___ TEXTE À LIRE

Depuis le 27 juillet, c'est la fête du slip (de bain), du short, du plastron, de la culotte (de cheval), du kimono, à Londres, mais aussi all over the world. Nous sommes partis pour une quinzaine d'émotion, de moments historiques, de tension, d'incertitudes, de larmes, de sueur. Il ne manque que le sang, et on comprend dès lors que le sport est la guerre sous une autre forme. Non pas qu'il en soit seulement, selon un parallèle assez connu, la transfiguration pacifique, le détournement jouissif ; il est aussi associé, dans le vocabulaire, dans les prises de position politiques et journalistiques, à une radicalité où l'esprit sensé trouvera difficilement et la pureté et la beauté de l'objet qu'on nous vend comme une harmonie vers laquelle le monde entier devrait tendre.
Sans doute voudrait-on considérer combien l'idée même de village olympique, avec ce brassage magnifique des nationalités, est une mise en abyme d'une mondialisation festive et heureuse, oubliant que ce village, ce n'est pas une œuvre en dur mais un montage aléatoire et transitoire de tentes pour quelques privilégiés. La douce entente des sportifs, leur estime réciproque, cette communauté des âmes musculeuses, tout cela ressemble étrangement à l'accord qu'on peut trouver entre les puissants de ce monde qui ne sont nullement regardant sur la couleur de leur peau et leur origine. Il faudrait que l'on cesse (mais peu de chances qu'il en soit ainsi) de nous vendre la fraternité sportive comme un modèle simple et accessible puisqu'elle fonctionne d'abord sur une sélection drastiques et une rivalité que l'on expose entre soi. Selon un parallèle qui pourra sembler déplacé, disons qu'il en va de cette caste comme des Thélémites : ils sont peuples choisis, et c'est ainsi qu'on nous les expose, que les nations les exploitent, que les politiques se glorifient de leurs victoires.
La fête olympique est une escroquerie de plus dans un univers médiatisé. C'est une trêve dans la folie du monde : là encore, le message est simple et la volonté d'amnésie imparable. Et dans ce domaine, l'hypocrisie n'a pas de limites. Jacques Rogge, le président du C.I.O., réaffirme le soutien du mouvement sportif aux athlètes syriens. Pourquoi ? Pour leur dissidence, ou pour la capacité à courir dans un stade pendant que son pays est lancé dans une guerre civile spectaculaire (1) ? Et pourquoi seulement les Syriens, quand tant de pays dans le monde voient leurs populations brimées, exploités, asservies... Mais on comprend bien que Damas est pour l'heure le point noir qui empêche que la fête soit complète. Les faits y sont tellement graves que l'olympisme les voit comme des ombres gênantes. Alors une déclaration ne fait jamais de mal, et après on peut aller manger tranquille, distribuer des médailles et s'extasier des histoires qu'on vient de faire partager au public, la larme à l'œil et le cœur battant.

______
___ INFORMATIONS EXTRAITES

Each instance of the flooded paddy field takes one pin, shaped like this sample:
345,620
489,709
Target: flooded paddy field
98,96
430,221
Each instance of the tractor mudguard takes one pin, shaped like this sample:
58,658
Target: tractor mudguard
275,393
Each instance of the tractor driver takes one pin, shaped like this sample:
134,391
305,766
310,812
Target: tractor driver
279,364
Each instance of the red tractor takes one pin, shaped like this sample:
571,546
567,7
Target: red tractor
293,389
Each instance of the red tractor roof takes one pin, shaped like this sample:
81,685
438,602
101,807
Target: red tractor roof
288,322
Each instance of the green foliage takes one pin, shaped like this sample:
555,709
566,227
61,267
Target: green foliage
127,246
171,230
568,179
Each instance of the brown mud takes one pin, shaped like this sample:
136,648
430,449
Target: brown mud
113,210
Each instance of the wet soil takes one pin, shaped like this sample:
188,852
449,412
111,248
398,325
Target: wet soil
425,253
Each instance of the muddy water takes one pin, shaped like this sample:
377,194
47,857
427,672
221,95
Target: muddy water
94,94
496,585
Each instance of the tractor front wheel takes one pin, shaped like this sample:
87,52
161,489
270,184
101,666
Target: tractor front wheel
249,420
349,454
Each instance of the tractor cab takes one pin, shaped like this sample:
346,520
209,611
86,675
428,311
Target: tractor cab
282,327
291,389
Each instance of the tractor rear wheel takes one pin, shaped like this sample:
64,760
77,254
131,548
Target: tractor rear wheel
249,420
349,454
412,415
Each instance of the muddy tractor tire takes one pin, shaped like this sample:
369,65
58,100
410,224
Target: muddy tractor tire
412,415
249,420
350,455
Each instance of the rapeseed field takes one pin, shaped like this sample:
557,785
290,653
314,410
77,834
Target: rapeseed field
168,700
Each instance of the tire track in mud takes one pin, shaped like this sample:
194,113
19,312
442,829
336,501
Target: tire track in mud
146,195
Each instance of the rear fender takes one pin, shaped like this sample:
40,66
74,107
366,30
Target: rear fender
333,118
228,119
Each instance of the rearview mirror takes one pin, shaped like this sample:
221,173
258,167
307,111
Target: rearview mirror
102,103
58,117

______

_CONSIGNES_:
**A.** D'après le texte, quelle fonction occupe Jacques Rogge ?
**B.** Réécrivez le passage du texte allant de "Depuis le 27" jusqu'à "entier devrait tendre.", en changeant "Londres" en "Paris".
Ce matériel ne joue ici aucun rôle.

_RÉPONSES ATTENDUES_:
**A.** Il est le président du C.I.O.

**B.**
Depuis le 27 juillet, c'est la fête du slip (de bain), du short, du plastron, de la culotte (de cheval), du kimono, à Paris, mais aussi all over the world. Nous sommes partis pour une quinzaine d'émotion, de moments historiques, de tension, d'incertitudes, de larmes, de sueur. Il ne manque que le sang, et on comprend dès lors que le sport est la guerre sous une autre forme. Non pas qu'il en soit seulement, selon un parallèle assez connu, la transfiguration pacifique, le détournement jouissif ; il est aussi associé, dans le vocabulaire, dans les prises de position politiques et journalistiques, à une radicalité où l'esprit sensé trouvera difficilement et la pureté et la beauté de l'objet qu'on nous vend comme une harmonie vers laquelle le monde entier devrait tendre.